## SET PROBLEM
Can you copy all of the material below word for word, leaving out the pictures?

= = = = =

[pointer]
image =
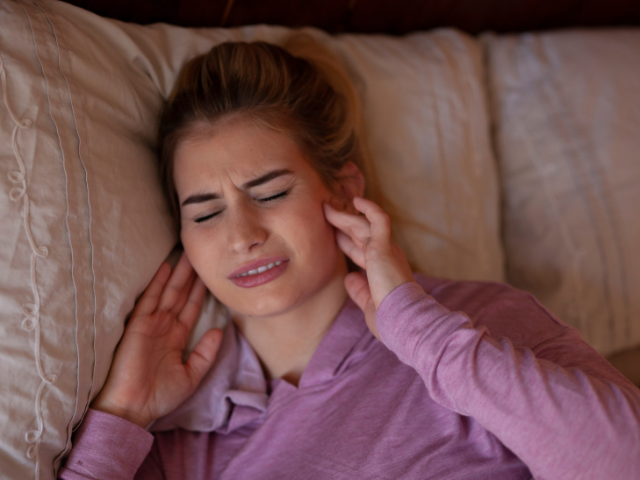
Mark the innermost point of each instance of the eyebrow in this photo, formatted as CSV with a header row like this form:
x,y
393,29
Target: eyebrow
x,y
267,177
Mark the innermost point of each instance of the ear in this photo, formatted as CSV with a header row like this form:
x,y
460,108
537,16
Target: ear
x,y
350,184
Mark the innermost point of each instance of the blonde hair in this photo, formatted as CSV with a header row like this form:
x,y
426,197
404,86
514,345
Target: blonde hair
x,y
300,89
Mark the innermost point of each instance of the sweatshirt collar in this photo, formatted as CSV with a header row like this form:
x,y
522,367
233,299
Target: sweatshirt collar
x,y
234,391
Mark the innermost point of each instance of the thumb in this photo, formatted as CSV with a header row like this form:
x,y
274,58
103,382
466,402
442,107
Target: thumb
x,y
203,355
358,289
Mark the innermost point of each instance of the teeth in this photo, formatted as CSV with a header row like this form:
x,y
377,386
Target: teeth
x,y
260,269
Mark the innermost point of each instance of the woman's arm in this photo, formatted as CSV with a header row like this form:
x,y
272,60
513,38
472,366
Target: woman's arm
x,y
109,447
558,406
147,380
555,405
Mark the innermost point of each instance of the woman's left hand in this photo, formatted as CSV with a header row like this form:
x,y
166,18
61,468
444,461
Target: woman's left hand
x,y
366,239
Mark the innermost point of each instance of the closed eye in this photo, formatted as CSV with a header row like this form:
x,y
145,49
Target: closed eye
x,y
206,217
274,197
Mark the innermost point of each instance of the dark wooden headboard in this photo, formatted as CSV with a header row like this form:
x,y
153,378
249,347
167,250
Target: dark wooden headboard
x,y
376,16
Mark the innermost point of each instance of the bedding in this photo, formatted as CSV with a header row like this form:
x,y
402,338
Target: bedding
x,y
566,106
85,225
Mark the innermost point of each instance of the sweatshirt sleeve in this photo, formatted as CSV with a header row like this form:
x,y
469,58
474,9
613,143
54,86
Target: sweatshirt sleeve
x,y
558,405
111,448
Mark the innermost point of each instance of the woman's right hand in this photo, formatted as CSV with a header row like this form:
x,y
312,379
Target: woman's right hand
x,y
148,378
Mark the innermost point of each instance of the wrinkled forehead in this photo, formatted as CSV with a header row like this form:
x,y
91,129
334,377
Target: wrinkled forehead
x,y
234,153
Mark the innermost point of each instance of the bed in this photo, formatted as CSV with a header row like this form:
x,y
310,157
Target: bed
x,y
505,138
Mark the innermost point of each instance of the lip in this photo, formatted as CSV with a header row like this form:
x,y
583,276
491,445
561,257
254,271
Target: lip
x,y
261,262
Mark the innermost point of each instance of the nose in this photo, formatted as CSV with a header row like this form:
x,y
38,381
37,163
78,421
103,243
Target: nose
x,y
245,229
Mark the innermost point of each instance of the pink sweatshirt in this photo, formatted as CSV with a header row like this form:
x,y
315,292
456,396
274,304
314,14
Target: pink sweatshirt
x,y
473,380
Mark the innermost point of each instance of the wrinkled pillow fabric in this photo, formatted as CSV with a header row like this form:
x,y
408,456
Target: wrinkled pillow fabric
x,y
84,222
567,115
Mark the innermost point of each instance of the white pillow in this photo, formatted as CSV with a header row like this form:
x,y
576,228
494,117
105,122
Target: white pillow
x,y
92,89
567,109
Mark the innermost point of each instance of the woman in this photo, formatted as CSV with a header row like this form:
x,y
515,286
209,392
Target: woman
x,y
326,372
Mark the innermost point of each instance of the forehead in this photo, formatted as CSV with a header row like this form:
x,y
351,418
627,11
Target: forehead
x,y
235,152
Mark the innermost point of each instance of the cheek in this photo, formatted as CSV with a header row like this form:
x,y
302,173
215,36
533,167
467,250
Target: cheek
x,y
203,253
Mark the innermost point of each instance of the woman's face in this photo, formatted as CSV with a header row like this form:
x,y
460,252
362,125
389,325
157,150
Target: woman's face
x,y
252,220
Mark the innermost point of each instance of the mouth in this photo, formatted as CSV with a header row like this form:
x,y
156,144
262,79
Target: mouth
x,y
262,269
259,272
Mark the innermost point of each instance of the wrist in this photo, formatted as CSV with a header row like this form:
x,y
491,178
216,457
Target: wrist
x,y
122,412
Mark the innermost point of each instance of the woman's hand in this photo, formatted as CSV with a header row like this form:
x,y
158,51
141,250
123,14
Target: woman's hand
x,y
148,378
367,241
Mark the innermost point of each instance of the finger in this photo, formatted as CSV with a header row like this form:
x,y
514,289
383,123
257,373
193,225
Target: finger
x,y
358,289
378,218
203,356
354,252
149,299
192,308
181,274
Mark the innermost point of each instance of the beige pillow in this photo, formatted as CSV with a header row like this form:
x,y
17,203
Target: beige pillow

= = = = =

## WRITTEN ANSWER
[pointer]
image =
Mark the innermost point of each instance of the eyebrow in this photo, formatted as CSV with a header row like this form:
x,y
393,29
Target: eyebrow
x,y
267,177
Mark the innermost point of each instance of the ear in this photo, formatted as CSV with a header row like this form:
x,y
460,108
537,16
Target: ear
x,y
350,184
Mark the innermost point of each instance of the blonde hair in this photo, formatted as CSV with a header row like this form:
x,y
426,197
404,86
514,345
Target: blonde hair
x,y
300,89
Mark the innermost point of each instance of the sweatshirt collar in this photo, formatted as CSV with a header row like this form:
x,y
522,367
233,299
Target: sweatshirt collar
x,y
234,391
Mark the innermost point of each instance of the thumb in this photo, formatted as CSV with a header row like this form:
x,y
274,58
103,382
466,402
442,107
Target: thumb
x,y
203,355
358,289
Mark the innermost point of each instance of the teeth in this photo, formatted as CSV with a header row like this form:
x,y
377,386
Target: teeth
x,y
260,269
Mark the innermost point of each instance of the woman's arm in this photo, formatted as CSV with a header row like this form:
x,y
272,60
513,38
472,366
Target: woman's arm
x,y
109,447
558,406
147,380
555,405
Mark the innermost point of each instance of the woman's left hand in this photo, formatted as CSV with a header row like this form:
x,y
166,18
61,468
444,461
Target: woman's left hand
x,y
366,239
Mark the innermost point of each instance of the closed eye in this photo, formatted as CSV with a header row like this form:
x,y
145,49
Target: closed eye
x,y
206,217
274,197
Mark the innermost point of each instance of the dark wooden headboard in this photo, formatted as CSV with a header row like this form:
x,y
153,378
249,347
167,250
Target: dark wooden headboard
x,y
376,16
Mark the innermost point of each instance of the bedding in this photo, formatted as CSV with a header row like this form:
x,y
402,338
Target: bedding
x,y
566,106
85,225
Mark the innermost point of each instance of the sweatshirt sleeve in this photo, formatted as CSV with a header row like this form:
x,y
469,58
474,9
613,143
54,86
Target: sweatshirt sleeve
x,y
558,405
111,448
Mark the innermost point of each instance of the woman's right hand in this photo, formatted as CSV with a header row like this form:
x,y
312,379
Target: woman's right hand
x,y
148,378
Mark the innermost point of each instance of the wrinkled forehead in this photo, formatted as CSV with a header row like this form:
x,y
91,129
334,377
Target: wrinkled forehead
x,y
234,153
Mark the innermost point of each instance of the bed in this photo, formatted as CSV with a header row like this form:
x,y
310,157
Target: bed
x,y
505,138
Mark the innermost point of each instance of the lip in this photo, formatted as CSV with a header row like this form:
x,y
583,276
491,445
561,257
254,271
Target: lip
x,y
261,262
Mark the innermost point of each instance of the nose in this photo, formatted as CSV with a header row like this form:
x,y
38,381
37,163
78,421
103,243
Target: nose
x,y
245,229
Mark the innermost point of each instance of the pink sweatshirt in this photo, formatted as CSV with a header row like this form:
x,y
315,292
456,396
274,304
314,14
Target: pink sweatshirt
x,y
473,380
Mark the innermost point of each instance of the wrinkled pillow fabric in this photo, formatted as CSV with a header row like this form:
x,y
408,456
Target: wrinkled pillow fabric
x,y
84,222
567,115
Mark the innermost point of each instance of the white pillow in this photo, formatted as CSV with a header row like this form:
x,y
576,228
494,117
105,122
Target: white pillow
x,y
92,89
567,109
Mark the innermost point of each instance of the woman in this photo, formatted as CSV with a header row like this form:
x,y
515,286
209,392
Target: woman
x,y
326,372
Mark the innermost point of each instance of the forehead in this photo, formatted as CSV with a header row like this form:
x,y
351,418
627,11
Target: forehead
x,y
235,152
Mark the innermost point of each instance of the cheek in this photo, formatted as CSV with a header row like this form:
x,y
302,173
215,36
533,167
467,250
Target: cheek
x,y
203,253
Mark the innermost point of each instance of the woman's face in this photo, formatted as CSV with a header row like this form:
x,y
460,252
362,125
389,325
157,150
Target: woman's face
x,y
252,220
Mark the innermost point of each instance of the mouth in this photo, formatted as CSV with a header row like this form:
x,y
156,144
262,79
Target: mouth
x,y
262,269
259,272
Mark the innermost point of each instance of the wrist in this photo, formatted as CSV with a header row like this form:
x,y
491,178
216,457
Target: wrist
x,y
122,412
Mark the innermost point of each instance of the woman's hand in this photo, formatted as CSV with a header row like this form:
x,y
158,51
141,250
123,14
Target: woman's hand
x,y
148,378
367,241
Mark the innermost point of each instance of the finger in this photo, formatted as CSV with a header row like this form:
x,y
514,289
383,123
257,373
193,225
Target: finger
x,y
358,289
378,218
203,356
354,252
149,299
192,308
181,274
Mark the innermost point of each instance of the beige pillow in this photo, formatted as CSV with a header row like this form:
x,y
17,203
Target: beige pillow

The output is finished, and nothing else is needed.